The answer must reproduce all of the data below exactly and contain no images.

(Region pointing data)
________________________

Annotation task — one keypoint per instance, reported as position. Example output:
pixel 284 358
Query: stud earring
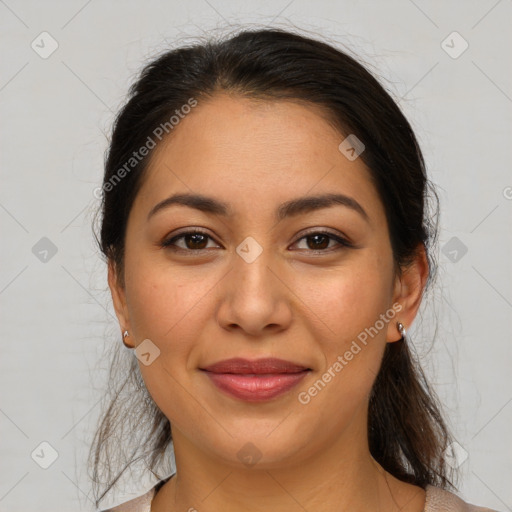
pixel 401 329
pixel 125 334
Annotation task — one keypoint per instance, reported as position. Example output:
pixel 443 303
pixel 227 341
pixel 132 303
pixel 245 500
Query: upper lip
pixel 263 366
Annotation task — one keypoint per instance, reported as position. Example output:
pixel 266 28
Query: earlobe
pixel 408 292
pixel 118 299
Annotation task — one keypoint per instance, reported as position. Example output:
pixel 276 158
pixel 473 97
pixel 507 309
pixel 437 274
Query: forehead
pixel 254 155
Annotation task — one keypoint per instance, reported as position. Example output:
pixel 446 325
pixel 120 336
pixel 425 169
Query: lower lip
pixel 256 388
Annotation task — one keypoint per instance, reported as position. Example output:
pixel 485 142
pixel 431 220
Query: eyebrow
pixel 290 208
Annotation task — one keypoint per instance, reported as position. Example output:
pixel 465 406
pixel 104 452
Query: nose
pixel 255 298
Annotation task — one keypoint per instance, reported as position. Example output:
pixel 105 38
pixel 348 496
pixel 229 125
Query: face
pixel 311 283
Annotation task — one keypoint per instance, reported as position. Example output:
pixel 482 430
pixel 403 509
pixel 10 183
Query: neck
pixel 342 477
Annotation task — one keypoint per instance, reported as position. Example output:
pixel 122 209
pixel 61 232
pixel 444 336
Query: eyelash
pixel 170 243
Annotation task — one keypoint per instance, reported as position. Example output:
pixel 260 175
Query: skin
pixel 205 306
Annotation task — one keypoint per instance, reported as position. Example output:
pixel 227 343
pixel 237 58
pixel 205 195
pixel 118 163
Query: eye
pixel 318 241
pixel 195 240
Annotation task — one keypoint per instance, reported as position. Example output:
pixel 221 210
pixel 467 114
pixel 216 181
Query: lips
pixel 259 366
pixel 257 380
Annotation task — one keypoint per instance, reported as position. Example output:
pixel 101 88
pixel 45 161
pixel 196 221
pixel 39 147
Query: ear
pixel 119 300
pixel 408 292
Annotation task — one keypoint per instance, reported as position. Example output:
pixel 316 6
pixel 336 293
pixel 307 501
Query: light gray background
pixel 56 315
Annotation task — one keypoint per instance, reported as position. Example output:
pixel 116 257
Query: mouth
pixel 257 380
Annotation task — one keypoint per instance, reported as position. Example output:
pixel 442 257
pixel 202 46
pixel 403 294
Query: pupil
pixel 323 246
pixel 196 240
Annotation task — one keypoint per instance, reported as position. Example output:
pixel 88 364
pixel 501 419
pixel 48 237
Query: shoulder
pixel 141 503
pixel 440 500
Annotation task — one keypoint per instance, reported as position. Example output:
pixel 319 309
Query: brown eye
pixel 319 242
pixel 192 241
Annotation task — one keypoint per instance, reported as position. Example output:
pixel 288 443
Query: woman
pixel 267 229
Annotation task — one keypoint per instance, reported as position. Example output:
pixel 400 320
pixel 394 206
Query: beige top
pixel 437 500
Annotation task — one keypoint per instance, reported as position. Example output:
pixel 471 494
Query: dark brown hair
pixel 406 431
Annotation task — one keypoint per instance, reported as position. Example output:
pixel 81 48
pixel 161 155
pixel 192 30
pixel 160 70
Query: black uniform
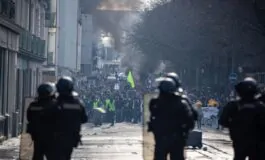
pixel 41 115
pixel 245 120
pixel 170 121
pixel 68 125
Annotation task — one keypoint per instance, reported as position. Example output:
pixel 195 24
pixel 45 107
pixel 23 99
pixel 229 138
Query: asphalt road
pixel 125 142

________________________

**Task response**
Annotation task — one keypoint per instance, reported as position. Example output:
pixel 284 358
Query: stud earring
pixel 401 329
pixel 125 334
Annotation task — one keypoint per instance, reported as position. Example output:
pixel 443 303
pixel 227 341
pixel 132 303
pixel 245 500
Query: upper lip
pixel 263 366
Annotation task — one keypoint per instance, reported as position. Example output:
pixel 266 28
Query: earlobe
pixel 408 292
pixel 118 299
Annotation task — one keypoint per instance, reported as position. Example output:
pixel 276 158
pixel 473 97
pixel 507 309
pixel 437 274
Query: forehead
pixel 254 155
Annotation task — one keypoint per instance, reported as position. Example output:
pixel 446 325
pixel 120 336
pixel 425 169
Query: lower lip
pixel 256 388
Annotation task — one keypoint per instance, reported as position. Example output:
pixel 485 142
pixel 431 220
Query: eyebrow
pixel 290 208
Annotation task — one keypoint per instance, reported as position. Example output:
pixel 465 406
pixel 104 452
Query: nose
pixel 255 298
Annotation task — one keypoint per instance, reported as position. Example output:
pixel 105 38
pixel 348 496
pixel 229 125
Query: face
pixel 311 283
Annotation task — one keypoint per instance, reported as position. Example output:
pixel 482 430
pixel 403 509
pixel 10 183
Query: neck
pixel 342 477
Annotation task — one keypoint per instance, reported as position. Example output:
pixel 122 209
pixel 61 232
pixel 444 336
Query: eyelash
pixel 170 243
Annotation task — one keypoint per instance, reported as position. Example output:
pixel 260 175
Query: skin
pixel 205 306
Annotation task — one keypoint per instance, reported as position. Example output:
pixel 227 343
pixel 237 58
pixel 205 195
pixel 118 163
Query: eye
pixel 318 241
pixel 195 240
Annotation task — one keypoint per instance, reported as position. Example output:
pixel 221 210
pixel 467 114
pixel 216 181
Query: lips
pixel 259 366
pixel 257 380
Annotation task — one keypoint per instance, reported as position. Example output:
pixel 101 88
pixel 45 161
pixel 196 221
pixel 39 147
Query: ear
pixel 119 300
pixel 408 292
Annotation task — one keypoint per instance, reported as position. Example output:
pixel 316 6
pixel 336 293
pixel 307 501
Query: light gray background
pixel 56 315
Annotation task — one keypoint per instance, reported as position. Example output:
pixel 116 257
Query: mouth
pixel 257 380
Annotation task — one keypoint per instance, reported as position. Example output:
pixel 442 257
pixel 202 46
pixel 403 294
Query: pupil
pixel 323 246
pixel 196 240
Annotation task — one keypoint per instance, reported as position. Example output:
pixel 88 364
pixel 501 419
pixel 48 237
Query: shoulder
pixel 141 503
pixel 440 500
Annotation task — one keypoint per instance, reported as position. Example output:
pixel 319 309
Query: brown eye
pixel 319 242
pixel 192 241
Annotation task — one keypoint per instance, reported as position. Example output:
pixel 288 443
Query: woman
pixel 267 229
Annotation task — one keypoint per instance, reported as position. Example output:
pixel 400 320
pixel 394 206
Query: beige top
pixel 437 500
Annotation task — one keypoint per instance, reported as position. Example output:
pixel 471 494
Query: dark brown hair
pixel 406 431
Annotation task — one keypoint per instance, reported as position. Example output:
pixel 81 48
pixel 161 155
pixel 192 30
pixel 160 70
Query: black uniform
pixel 41 115
pixel 245 120
pixel 170 121
pixel 68 125
Annotation task — one keypoint per instance, reported as position. Example output:
pixel 195 24
pixel 45 107
pixel 23 99
pixel 229 138
Query: asphalt road
pixel 125 142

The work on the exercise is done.